▶ _PROBLEM A_
Edit the records from the line containing "segment --target teal" down to the end of the records, replacing "banner" with "flag" and leaving everything else unchanged. Return only those lines.

▶ _PAGE_
RL Okay, you don’t want to think about it.
LL No, no, I think everyone goes into this for deeply personal reasons, and everyone has a different need from a life in the arts. It’s personal for everybody. I have tried never to define for myself what that life would be, whether this way or that way, or if I’m supposed to just work in film or just work on stage. I’ve also tried very hard not to let anyone else define success for me.
RL You have gotten some very flattering comments recently for Mystic River, from Sean Penn—
LL He’s amazing.
RL Oh God, yeah. And I know that Richard Gere and Clint Eastwood, all these really good people, have a lot of respect for you. So does that have something to do with not defining success, not letting success be something that you’re going after? Am I being coherent? No.
LL No. What do you mean?
RL Well, let me put it this way. There is a moment that comes in your life when you know that you’re not going to live without this.
LL I didn’t have an epiphany or anything of that nature. You can do yourself a lot of injury if you have a narrow view of success. I really believe you have to love the work more than anything else.
LL Really and truly.
RL You’re happy at work, aren’t you?
LL Not always. It depends—
RL Well, work is work.

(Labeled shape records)
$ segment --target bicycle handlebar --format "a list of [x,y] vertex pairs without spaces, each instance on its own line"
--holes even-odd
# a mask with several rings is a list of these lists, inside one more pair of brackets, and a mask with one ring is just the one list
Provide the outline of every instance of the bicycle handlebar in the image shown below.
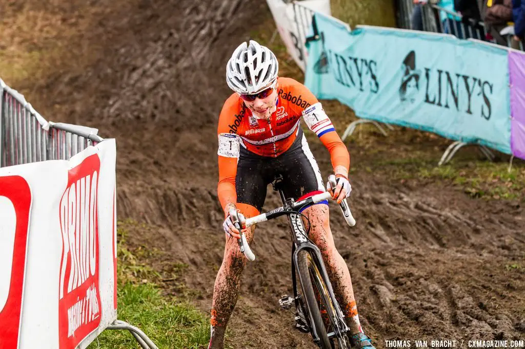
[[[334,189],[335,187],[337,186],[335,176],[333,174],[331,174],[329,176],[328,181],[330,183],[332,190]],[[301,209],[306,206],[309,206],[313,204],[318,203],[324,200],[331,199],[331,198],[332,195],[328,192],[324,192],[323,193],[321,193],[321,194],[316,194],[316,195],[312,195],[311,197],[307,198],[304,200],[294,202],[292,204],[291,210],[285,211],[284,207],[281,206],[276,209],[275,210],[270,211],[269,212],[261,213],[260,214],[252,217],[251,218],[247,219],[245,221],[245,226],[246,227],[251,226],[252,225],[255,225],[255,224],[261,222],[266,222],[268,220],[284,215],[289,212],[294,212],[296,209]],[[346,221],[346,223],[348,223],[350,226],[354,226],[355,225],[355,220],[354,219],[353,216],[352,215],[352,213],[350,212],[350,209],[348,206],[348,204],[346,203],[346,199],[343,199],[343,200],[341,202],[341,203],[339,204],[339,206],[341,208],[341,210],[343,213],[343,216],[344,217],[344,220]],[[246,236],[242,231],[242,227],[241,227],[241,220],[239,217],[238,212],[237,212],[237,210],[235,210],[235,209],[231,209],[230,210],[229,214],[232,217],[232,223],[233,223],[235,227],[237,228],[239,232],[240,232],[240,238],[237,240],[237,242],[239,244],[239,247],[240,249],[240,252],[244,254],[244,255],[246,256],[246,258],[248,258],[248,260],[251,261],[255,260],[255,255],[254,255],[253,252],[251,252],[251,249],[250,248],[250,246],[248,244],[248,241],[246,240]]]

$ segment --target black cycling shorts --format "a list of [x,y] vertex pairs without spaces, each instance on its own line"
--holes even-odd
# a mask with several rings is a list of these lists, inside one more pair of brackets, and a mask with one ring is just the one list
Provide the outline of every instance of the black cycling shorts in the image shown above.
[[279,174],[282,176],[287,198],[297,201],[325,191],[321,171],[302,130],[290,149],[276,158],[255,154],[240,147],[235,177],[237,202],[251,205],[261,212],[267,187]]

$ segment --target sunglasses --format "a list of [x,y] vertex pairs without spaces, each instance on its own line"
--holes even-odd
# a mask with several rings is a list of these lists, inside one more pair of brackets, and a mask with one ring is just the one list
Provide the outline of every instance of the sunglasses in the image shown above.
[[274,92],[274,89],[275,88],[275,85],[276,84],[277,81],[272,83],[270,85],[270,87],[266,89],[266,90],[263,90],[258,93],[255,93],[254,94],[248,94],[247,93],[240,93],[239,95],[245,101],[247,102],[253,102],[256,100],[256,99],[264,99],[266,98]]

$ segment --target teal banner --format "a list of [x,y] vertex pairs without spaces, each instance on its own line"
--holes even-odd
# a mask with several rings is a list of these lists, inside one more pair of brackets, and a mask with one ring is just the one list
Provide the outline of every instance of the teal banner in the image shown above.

▶ _PROBLEM B_
In the interview, what does LL say a person has to love more than anything else?

▶ _EXERCISE ANSWER A_
$ segment --target teal flag --format "a list of [x,y] vertex pairs without spaces, each instance on its own line"
--holes even-odd
# a mask with several rings is a list of these lists, inside one more pair of brackets, and a mask with one ring is just the one list
Provide the outline of every instance of the teal flag in the image shown above.

▶ _EXERCISE ANSWER B_
The work.